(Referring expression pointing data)
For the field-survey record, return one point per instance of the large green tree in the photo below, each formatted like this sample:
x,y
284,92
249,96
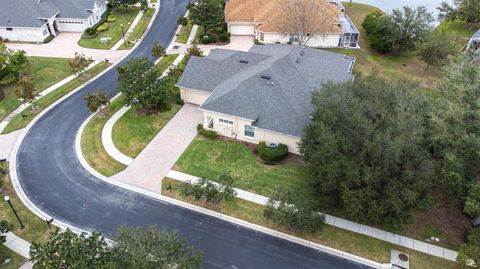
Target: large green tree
x,y
365,147
150,248
456,125
141,85
207,13
69,250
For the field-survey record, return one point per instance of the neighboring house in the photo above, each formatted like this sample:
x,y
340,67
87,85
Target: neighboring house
x,y
263,94
263,19
35,20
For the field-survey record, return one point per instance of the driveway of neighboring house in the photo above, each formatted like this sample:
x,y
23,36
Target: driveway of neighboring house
x,y
64,45
241,43
154,162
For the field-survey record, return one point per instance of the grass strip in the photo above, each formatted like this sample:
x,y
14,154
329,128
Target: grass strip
x,y
330,236
19,122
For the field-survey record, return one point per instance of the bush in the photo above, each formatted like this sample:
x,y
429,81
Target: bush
x,y
90,31
111,18
182,21
209,134
224,37
48,39
271,155
102,27
206,39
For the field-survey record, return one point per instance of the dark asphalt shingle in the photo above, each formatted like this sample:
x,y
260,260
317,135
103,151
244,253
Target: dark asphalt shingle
x,y
282,103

What is expected >> Only the text of the records above, copied exactly, should be returned; the pictures stay out.

Task response >>
For the field-survey record, return one point per instance of the large green tree in the photo below, each formatted like this sample:
x,y
284,92
249,96
Target: large green tree
x,y
365,147
150,248
456,125
141,85
207,13
69,250
For the field-survey record, return one point per instance of the neighboring house in the photo above, each formatted like this sample:
x,y
340,67
87,85
Target: neighboring house
x,y
263,94
263,19
35,20
For the field-survey record, return one point per instance of the driveway of neighboring house in the photo above, each formatted like this sample:
x,y
23,36
Target: driveway of neighboring house
x,y
64,45
241,43
154,162
For the field-survey record, return one point per instance of the grass strip in the photo above, each formatted like this sample:
x,y
14,154
329,128
Target: grass strip
x,y
330,236
19,122
For the field-survey record, return one point per instance of the bush in the photo above, each formatted like this sample:
x,y
429,81
Target: bush
x,y
90,31
111,18
182,21
209,134
224,37
48,39
271,155
102,27
206,39
For the field-survey record, return one point per instance of the dark asphalt shingle in the photo above, each formatted like this sample:
x,y
260,260
317,135
103,151
244,253
Target: dark asphalt shingle
x,y
282,103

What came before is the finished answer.